GOAL OF THE EXERCISE | Output, word for word, the portion of the Paxos datastore thread that opens with the words containing "Ended up standardizing" and closes with "of data rows.".

TEXT SHOWN |
--- --- ---
Using Paxos to Build a Scalable, Consistent, and Highly Available Datastore - systems_we_make
http://www.systemswemake.com/papers/spinnaker
======
boskone
I was posting about a similiar system around a year ago.

Ended up standardizing clusters of only 3 nodes. Initially I wrote a
Paxos+Dynamo but it was a dead end for me for our needs. I did not need a
massive data store, but a cheap highly available / scalable enterprise service
that consistently gave the same answer. e.g. an eCommerce pricing engine. 3
commodity box nodes is all you ever need. I've done over 500,000 prices per
second with ~ 9 unique way of pricing ~475,000 skus, based off the equivalent
of 100's millions of data rows.

Use IP multicast for cluster/leader election configuration. Much faster. All a
server needs configured to boot strap into the cluster is a single IP. Opted
to not use Zookeeper though it came out when I was writing my system.

I tried a Dynamo/Cassandra approach on the updates but abandoned it as too
slow early on. I ended up using something more like Linked-Ins Kafka for the
"log" shuttling. In Kafka parlance, one topic with 3 partitions one for each
node. Each node mirrors all three partitions but is owner of 1. One other diff
is I do push/push while Kafka a does push/pull. This makes sense as each node
is both a broker for and consumer of the other nodes.
--- --- ---
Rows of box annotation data
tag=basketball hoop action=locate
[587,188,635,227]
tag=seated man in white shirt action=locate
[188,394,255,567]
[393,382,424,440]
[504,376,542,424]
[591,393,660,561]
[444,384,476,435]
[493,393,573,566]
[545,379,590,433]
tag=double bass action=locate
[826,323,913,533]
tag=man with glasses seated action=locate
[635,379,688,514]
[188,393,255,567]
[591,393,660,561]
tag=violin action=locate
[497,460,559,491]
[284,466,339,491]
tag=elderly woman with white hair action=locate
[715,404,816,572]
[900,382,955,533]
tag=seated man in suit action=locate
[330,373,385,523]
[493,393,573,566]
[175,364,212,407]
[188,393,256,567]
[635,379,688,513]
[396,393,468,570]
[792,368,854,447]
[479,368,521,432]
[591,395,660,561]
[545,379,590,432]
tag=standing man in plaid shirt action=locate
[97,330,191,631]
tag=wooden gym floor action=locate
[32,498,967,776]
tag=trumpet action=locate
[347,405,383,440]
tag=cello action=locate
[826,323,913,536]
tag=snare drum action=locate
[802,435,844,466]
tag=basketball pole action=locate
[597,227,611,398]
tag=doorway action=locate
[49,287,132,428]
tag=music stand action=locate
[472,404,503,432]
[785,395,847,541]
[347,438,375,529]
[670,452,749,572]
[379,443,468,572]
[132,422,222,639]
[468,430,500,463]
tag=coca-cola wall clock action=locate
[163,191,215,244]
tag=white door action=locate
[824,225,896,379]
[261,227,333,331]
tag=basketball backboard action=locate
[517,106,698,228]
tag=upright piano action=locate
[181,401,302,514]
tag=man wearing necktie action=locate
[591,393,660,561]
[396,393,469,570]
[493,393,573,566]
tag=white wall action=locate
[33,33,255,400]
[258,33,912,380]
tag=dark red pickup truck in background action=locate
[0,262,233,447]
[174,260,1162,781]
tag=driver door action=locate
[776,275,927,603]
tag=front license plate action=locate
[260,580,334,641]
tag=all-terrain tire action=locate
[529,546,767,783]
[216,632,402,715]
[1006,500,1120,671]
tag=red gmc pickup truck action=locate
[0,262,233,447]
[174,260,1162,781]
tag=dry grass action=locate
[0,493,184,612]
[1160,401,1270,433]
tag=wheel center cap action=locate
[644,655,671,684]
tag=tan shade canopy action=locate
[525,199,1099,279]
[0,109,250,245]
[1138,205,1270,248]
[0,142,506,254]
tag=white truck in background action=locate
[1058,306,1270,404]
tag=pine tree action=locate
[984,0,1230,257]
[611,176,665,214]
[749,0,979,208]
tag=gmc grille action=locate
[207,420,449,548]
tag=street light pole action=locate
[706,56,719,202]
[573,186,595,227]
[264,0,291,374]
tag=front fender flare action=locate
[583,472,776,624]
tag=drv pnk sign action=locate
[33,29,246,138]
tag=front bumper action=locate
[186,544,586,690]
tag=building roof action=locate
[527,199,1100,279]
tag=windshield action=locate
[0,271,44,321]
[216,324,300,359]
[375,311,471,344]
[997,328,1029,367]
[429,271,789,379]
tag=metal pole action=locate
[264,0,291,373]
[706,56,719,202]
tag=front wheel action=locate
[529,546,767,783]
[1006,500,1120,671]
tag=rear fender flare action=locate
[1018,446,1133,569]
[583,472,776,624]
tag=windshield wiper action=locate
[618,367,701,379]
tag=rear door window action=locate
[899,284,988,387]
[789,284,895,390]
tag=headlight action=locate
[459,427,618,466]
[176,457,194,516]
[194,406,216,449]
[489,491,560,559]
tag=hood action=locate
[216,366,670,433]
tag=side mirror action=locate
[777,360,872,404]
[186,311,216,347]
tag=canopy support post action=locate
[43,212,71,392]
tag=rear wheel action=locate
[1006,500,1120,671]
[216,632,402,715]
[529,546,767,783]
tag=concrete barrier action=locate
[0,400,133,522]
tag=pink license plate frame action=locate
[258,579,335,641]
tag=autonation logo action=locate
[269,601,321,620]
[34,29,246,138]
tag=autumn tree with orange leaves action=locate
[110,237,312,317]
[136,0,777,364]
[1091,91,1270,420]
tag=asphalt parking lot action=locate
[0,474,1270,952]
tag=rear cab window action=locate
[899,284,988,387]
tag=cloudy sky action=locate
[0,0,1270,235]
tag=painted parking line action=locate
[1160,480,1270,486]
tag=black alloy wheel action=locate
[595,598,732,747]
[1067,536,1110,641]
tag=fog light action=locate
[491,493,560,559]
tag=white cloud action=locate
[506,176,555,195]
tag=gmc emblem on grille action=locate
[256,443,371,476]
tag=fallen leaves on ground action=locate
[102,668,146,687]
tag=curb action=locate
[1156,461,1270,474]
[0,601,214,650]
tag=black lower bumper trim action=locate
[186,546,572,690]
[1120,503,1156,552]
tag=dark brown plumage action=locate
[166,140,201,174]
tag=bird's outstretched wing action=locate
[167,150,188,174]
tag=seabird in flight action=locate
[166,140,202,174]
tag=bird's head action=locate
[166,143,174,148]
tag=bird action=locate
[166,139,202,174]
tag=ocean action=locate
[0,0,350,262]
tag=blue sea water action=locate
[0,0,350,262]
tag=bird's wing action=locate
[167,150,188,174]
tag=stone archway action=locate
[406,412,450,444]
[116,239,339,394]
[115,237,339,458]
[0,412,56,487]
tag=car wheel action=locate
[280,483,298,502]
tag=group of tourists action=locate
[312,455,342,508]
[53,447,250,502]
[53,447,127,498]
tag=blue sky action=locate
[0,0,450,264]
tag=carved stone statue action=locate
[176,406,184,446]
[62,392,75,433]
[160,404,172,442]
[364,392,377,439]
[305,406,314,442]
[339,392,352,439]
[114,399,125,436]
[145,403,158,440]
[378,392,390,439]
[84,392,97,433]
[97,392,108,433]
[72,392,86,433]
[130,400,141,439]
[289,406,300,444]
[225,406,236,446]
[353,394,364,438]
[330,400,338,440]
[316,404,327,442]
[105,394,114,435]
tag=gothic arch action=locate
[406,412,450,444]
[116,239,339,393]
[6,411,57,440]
--- --- ---
TASK OUTPUT |
Ended up standardizing clusters of only 3 nodes. Initially I wrote a
Paxos+Dynamo but it was a dead end for me for our needs. I did not need a
massive data store, but a cheap highly available / scalable enterprise service
that consistently gave the same answer. e.g. an eCommerce pricing engine. 3
commodity box nodes is all you ever need. I've done over 500,000 prices per
second with ~ 9 unique way of pricing ~475,000 skus, based off the equivalent
of 100's millions of data rows.